### Goal:
Provide an exact transcription of all the records.

### Records for this task:

+ + + + +

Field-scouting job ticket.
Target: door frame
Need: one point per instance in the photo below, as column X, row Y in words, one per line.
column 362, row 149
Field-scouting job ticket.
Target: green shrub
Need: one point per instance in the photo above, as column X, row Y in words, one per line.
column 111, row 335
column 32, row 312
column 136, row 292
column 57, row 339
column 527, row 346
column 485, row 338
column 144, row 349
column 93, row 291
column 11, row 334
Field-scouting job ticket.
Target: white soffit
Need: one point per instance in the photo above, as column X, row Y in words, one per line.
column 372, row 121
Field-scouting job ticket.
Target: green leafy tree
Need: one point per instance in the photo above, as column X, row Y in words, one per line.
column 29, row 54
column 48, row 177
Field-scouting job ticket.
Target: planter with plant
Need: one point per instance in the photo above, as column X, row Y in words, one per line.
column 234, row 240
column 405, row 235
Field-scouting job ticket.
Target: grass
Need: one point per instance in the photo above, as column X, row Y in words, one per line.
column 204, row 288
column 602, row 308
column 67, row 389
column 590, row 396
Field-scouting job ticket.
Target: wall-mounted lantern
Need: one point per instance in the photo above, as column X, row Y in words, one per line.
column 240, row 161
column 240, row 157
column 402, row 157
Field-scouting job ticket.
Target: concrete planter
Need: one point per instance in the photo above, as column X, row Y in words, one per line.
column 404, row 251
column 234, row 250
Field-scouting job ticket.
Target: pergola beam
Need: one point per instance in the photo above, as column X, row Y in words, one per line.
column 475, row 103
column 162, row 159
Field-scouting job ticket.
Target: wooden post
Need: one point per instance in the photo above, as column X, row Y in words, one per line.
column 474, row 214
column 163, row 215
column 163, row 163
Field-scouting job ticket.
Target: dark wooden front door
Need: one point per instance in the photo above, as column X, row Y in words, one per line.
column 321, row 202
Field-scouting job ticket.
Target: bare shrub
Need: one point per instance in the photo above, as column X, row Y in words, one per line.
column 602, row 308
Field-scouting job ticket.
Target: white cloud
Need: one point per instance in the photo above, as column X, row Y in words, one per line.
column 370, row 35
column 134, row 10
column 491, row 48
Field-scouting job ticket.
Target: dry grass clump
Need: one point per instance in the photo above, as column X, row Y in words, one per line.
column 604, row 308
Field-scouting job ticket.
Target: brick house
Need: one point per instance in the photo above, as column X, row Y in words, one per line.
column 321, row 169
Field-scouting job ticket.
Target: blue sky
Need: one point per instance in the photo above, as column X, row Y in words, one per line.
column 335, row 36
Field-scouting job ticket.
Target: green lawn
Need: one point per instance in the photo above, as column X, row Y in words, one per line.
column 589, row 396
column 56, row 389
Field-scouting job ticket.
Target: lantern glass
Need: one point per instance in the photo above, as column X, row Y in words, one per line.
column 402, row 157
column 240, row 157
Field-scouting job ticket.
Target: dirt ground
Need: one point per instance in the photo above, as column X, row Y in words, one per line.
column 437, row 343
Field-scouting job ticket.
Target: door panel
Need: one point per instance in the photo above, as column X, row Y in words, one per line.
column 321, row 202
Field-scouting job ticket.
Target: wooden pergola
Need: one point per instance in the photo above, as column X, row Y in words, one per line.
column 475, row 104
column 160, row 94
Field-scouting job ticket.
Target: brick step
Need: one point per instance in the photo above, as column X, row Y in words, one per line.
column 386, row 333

+ + + + +

### Answer to the exercise:
Field-scouting job ticket.
Target: door frame
Need: one point per instance in the photo below, as column X, row Y in words, one per line.
column 362, row 149
Field-scouting job ticket.
Target: green shrub
Need: one point per instance in the photo above, as column X, row Y in words, one per line.
column 111, row 335
column 32, row 312
column 136, row 292
column 57, row 339
column 527, row 346
column 485, row 338
column 144, row 349
column 93, row 291
column 11, row 334
Field-scouting job ticket.
Target: white soffit
Need: one point per instance in the photo above, as column X, row Y in words, one per line.
column 372, row 121
Field-scouting job ticket.
Target: green leafy tree
Need: one point per instance in the photo above, as column X, row Y in words, one per line.
column 29, row 54
column 48, row 177
Field-scouting job ticket.
Target: planter with plant
Need: one point per instance in the photo above, as column X, row Y in words, one per line.
column 234, row 240
column 405, row 235
Field-scouting job ticket.
Target: grass
Need: one point per instance in the photo above, as column X, row Y in words, one per line.
column 204, row 288
column 602, row 308
column 67, row 389
column 590, row 396
Field-scouting job ticket.
Target: wall-mounted lantern
Need: one point per instance in the photo above, as column X, row Y in words, one per line.
column 240, row 161
column 240, row 157
column 402, row 157
Field-scouting job ticket.
Target: concrete planter
Need: one point per instance in the photo above, as column X, row Y in words, one per line.
column 404, row 251
column 234, row 250
Field-scouting job ticket.
Target: pergola beam
Need: one point per instance in the photo above, as column X, row Y in words, one per line.
column 475, row 103
column 162, row 159
Field-scouting job ticket.
Target: wooden post
Need: one point per instance in the photo above, as column X, row Y in words, one per line.
column 474, row 214
column 163, row 215
column 163, row 163
Field-scouting job ticket.
Target: dark wooden front door
Need: one point per instance in the photo above, as column X, row Y in words, one per line.
column 321, row 202
Field-scouting job ticket.
Target: bare shrub
Need: one point per instance in the photo above, as column X, row Y in words, one per line.
column 602, row 308
Field-scouting job ticket.
Target: white cloud
Need: one point per instance in the photo above, as column X, row Y in words, one per line.
column 370, row 35
column 134, row 10
column 491, row 48
Field-scouting job ticket.
Target: dry grass clump
Need: one point per instance in the photo above, as column X, row Y in words, one per line.
column 604, row 308
Field-scouting job ticket.
Target: brick house
Need: one point per instance in the photo above, as column X, row Y in words, one per line.
column 321, row 169
Field-scouting job ticket.
Target: blue sky
Need: one point per instance in the photo above, as column X, row Y in words, one per line.
column 335, row 36
Field-scouting job ticket.
Target: green lawn
Need: one point per instance in the photo above, as column X, row Y in words, one per line.
column 589, row 396
column 56, row 389
Field-scouting job ticket.
Target: lantern glass
Need: one point per instance in the photo above, as column X, row Y in words, one per line.
column 402, row 157
column 240, row 157
Field-scouting job ticket.
Target: dirt ground
Need: one point per instance in the photo above, as column X, row Y in words, one per line.
column 437, row 343
Field-scouting job ticket.
Target: door panel
Need: one point per instance in the photo above, as column X, row Y in words, one per line.
column 321, row 202
Field-scouting job ticket.
Target: wooden pergola
Need: one point per instance in the photo above, as column X, row Y in words, one per line.
column 475, row 104
column 160, row 94
Field-scouting job ticket.
Target: brick step
Need: one point per instance in the photo above, as column X, row Y in words, one per line.
column 386, row 333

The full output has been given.